━━━━━ SUPPLIED TEXT ━━━━━
Hello,
On Thu, Jun 18, 2009 at 3:56 PM, P M Hillhill@comp.leeds.ac.uk wrote:
What the PPL does also provide is a product domain as a templatic class (Partially_Reduced_Product). By instantiating the templatic arguments to Grid and C_Polyhedron (or NNC_Polyhedron), we can represent something like the Z-Polytopes in Polylib. There is a third templatic argument for this class for specifying a (partial) reduction procedure. If you let us know more exactly what you require for your Loopo interface, we can see if it is already available or if it would be straightforward to add the appropriate feature to the domain.
What I basically do is using Z-polytopes to describe a set of accessed array elements that are reached from a subset (in our case a tile) of a given iteration space. So we basically compute the disjoint union of the image of a number of polytopes under a given affine linear array access function. The result is a (union of) Z-Polytope(s). We then use the Barvinok method for counting the integral number of points in this (Z-)Polytope. We can't use a normal Polytope description, because most access functions are not uni-modular and so we have to deal with Z-Polytopes to keep a correct result for the integral numbers in a disjoint union of those Z-Polytopes.
I just met some researcher from the Thales Group who works on a similar topic and also needs the same Z-Polytope datatype. I think he may contact you soon too about this.
I hope we can find some solution to integral polytope representations, since I believe it is a very valuable tool for modern optimization techniques.
thanks, Michael Classen
━━━━━ DATA SHOWN ━━━━━
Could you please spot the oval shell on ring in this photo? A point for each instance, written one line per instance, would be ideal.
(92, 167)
━━━━━
TO-DO LIST -
#1 In the email about Z-polytopes, do these statements agree with the text? Answer yes or no for each, and quote the words that decide it.
(a) The writer counts the integral points with the Barvinok method.
(b) Most access functions are uni-modular.
(c) The researcher from the Thales Group works on an unrelated topic.
#2 In the email about Z-polytopes, rewrite the part starting with "What I basically" and going on through "too about this.", swapping "iteration space" for "loop nest".

ANSWERS FOR THE TASKS -
#1
(a) Yes: "We then use the Barvinok method for counting the integral number of points in this (Z-)Polytope."
(b) No: "most access functions are not uni-modular"
(c) No: "works on a similar topic"

#2
What I basically do is using Z-polytopes to describe a set of accessed array elements that are reached from a subset (in our case a tile) of a given loop nest. So we basically compute the disjoint union of the image of a number of polytopes under a given affine linear array access function. The result is a (union of) Z-Polytope(s). We then use the Barvinok method for counting the integral number of points in this (Z-)Polytope. We can't use a normal Polytope description, because most access functions are not uni-modular and so we have to deal with Z-Polytopes to keep a correct result for the integral numbers in a disjoint union of those Z-Polytopes.
I just met some researcher from the Thales Group who works on a similar topic and also needs the same Z-Polytope datatype. I think he may contact you soon too about this.